What is expected: Reproduce the material below in full, substituting "Points" for each occurrence of "Pins" and leaving everything else unchanged.
** BEGIN **
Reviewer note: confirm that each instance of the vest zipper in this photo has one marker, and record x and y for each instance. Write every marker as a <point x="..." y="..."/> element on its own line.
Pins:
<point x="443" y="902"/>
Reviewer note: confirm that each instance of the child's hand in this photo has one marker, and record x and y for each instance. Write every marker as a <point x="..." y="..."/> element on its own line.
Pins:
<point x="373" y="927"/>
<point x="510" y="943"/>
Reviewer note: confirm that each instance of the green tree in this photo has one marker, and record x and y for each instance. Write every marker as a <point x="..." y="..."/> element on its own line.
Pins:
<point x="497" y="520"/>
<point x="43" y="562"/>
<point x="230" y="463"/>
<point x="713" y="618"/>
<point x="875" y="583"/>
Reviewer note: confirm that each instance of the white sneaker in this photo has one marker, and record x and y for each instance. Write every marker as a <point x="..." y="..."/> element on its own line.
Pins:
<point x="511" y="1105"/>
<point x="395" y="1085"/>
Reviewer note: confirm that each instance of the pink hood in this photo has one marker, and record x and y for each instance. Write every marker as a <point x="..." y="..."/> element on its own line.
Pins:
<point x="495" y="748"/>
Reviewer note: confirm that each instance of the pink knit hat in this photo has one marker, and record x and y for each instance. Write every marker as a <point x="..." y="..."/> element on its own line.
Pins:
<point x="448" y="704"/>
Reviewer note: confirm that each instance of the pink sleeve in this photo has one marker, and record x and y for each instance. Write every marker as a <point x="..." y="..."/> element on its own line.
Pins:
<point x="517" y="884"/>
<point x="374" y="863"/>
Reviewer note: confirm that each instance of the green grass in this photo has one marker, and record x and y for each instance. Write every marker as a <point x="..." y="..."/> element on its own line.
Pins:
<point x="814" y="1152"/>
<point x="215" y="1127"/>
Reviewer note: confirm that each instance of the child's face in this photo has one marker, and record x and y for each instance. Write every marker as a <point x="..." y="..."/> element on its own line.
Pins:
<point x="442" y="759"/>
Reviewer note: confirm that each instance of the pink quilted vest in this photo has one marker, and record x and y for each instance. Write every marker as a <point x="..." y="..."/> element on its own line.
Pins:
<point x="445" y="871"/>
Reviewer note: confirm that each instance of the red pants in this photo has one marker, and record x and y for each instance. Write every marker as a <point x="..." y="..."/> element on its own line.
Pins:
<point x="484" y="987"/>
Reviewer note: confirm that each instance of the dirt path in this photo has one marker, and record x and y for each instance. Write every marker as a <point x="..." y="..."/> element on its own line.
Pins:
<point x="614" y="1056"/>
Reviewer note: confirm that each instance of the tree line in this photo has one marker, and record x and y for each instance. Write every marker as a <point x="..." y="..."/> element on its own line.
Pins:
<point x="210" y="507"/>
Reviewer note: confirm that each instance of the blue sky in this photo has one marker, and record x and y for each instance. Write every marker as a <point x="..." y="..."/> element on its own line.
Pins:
** END **
Task output:
Reviewer note: confirm that each instance of the vest zipper in this photo has one marker, and record x and y for each instance. Write every marker as a <point x="..." y="..."/> element on its own line.
Points:
<point x="443" y="902"/>
Reviewer note: confirm that each instance of the child's hand in this photo has one marker, and record x and y for each instance. Write every marker as a <point x="..." y="..."/> element on its own line.
Points:
<point x="373" y="927"/>
<point x="510" y="943"/>
Reviewer note: confirm that each instance of the green tree in this photo has one marker, and record x and y for each instance. Write every marker as a <point x="..." y="..."/> element on its own line.
Points:
<point x="497" y="520"/>
<point x="43" y="562"/>
<point x="230" y="463"/>
<point x="713" y="618"/>
<point x="875" y="583"/>
Reviewer note: confirm that each instance of the white sneaker in this photo has one marker, and record x and y for each instance. Write every marker as a <point x="..." y="..."/> element on its own line.
Points:
<point x="511" y="1105"/>
<point x="395" y="1085"/>
Reviewer note: confirm that each instance of the pink hood in this photo has one marker, and record x and y for each instance. Write every marker as a <point x="..." y="..."/> element on its own line.
Points:
<point x="495" y="748"/>
Reviewer note: confirm that each instance of the pink knit hat in this photo has one marker, and record x and y for each instance. Write every marker as a <point x="..." y="..."/> element on its own line.
Points:
<point x="448" y="704"/>
Reviewer note: confirm that each instance of the pink sleeve in this photo has one marker, and record x and y for each instance. Write every marker as a <point x="..." y="..."/> element on its own line.
Points:
<point x="517" y="884"/>
<point x="374" y="863"/>
Reviewer note: confirm that each instance of the green grass in this photo has one marker, and record x and y for each instance. Write every marker as a <point x="..." y="..."/> element on its own line.
Points:
<point x="814" y="1152"/>
<point x="215" y="1127"/>
Reviewer note: confirm that each instance of the child's face in this photo has one marker, and record x and y for each instance. Write every marker as a <point x="..." y="..."/> element on its own line.
Points:
<point x="442" y="759"/>
Reviewer note: confirm that each instance of the pink quilted vest in this photo has one marker, and record x and y for each instance. Write every marker as a <point x="..." y="..."/> element on its own line.
Points:
<point x="445" y="871"/>
Reviewer note: confirm that each instance of the red pants in this photo has one marker, and record x and y for each instance. Write every marker as a <point x="..." y="..."/> element on its own line.
Points:
<point x="484" y="987"/>
Reviewer note: confirm that each instance of the dirt path in this photo has one marker, and record x and y for each instance. Write every marker as a <point x="..." y="..."/> element on its own line.
Points:
<point x="614" y="1056"/>
Reviewer note: confirm that each instance of the tree line in this photo has one marker, and record x and y for each instance. Write every marker as a <point x="..." y="..."/> element on its own line.
Points:
<point x="210" y="507"/>
Reviewer note: confirm that each instance of the blue sky in this photo has one marker, and record x and y for each instance. Write every marker as a <point x="..." y="..."/> element on its own line.
Points:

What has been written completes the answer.